> [Records to process]:
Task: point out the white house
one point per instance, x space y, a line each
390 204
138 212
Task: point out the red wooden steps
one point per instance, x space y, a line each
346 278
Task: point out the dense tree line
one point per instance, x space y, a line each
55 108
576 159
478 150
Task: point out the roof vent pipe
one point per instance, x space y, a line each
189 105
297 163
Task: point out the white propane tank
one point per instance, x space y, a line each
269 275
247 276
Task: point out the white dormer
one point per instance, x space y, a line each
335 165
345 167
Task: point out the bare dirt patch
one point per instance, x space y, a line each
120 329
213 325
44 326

> [Short exercise]:
Could you return every line of the material above, unchanged and in its original order?

> [Written solution]:
Task: point out the white house
one point per instance, x space y, a line each
390 204
138 212
Task: point out the red wooden steps
one point per instance, x space y, a line each
346 278
Task: point out the dense tree line
one point per instance, x space y, a line each
55 108
576 159
478 150
Task: point out the roof vent pipe
one point per instance, x space y, a line each
189 105
297 163
Task: point out the white propane tank
one point per instance, x space y, a line each
269 275
247 276
Task: point out the white dormer
one point per instance, x space y, a line each
335 165
345 167
Task: point out the bare dirt patch
one point per instance, x space y, a line each
120 329
213 325
44 326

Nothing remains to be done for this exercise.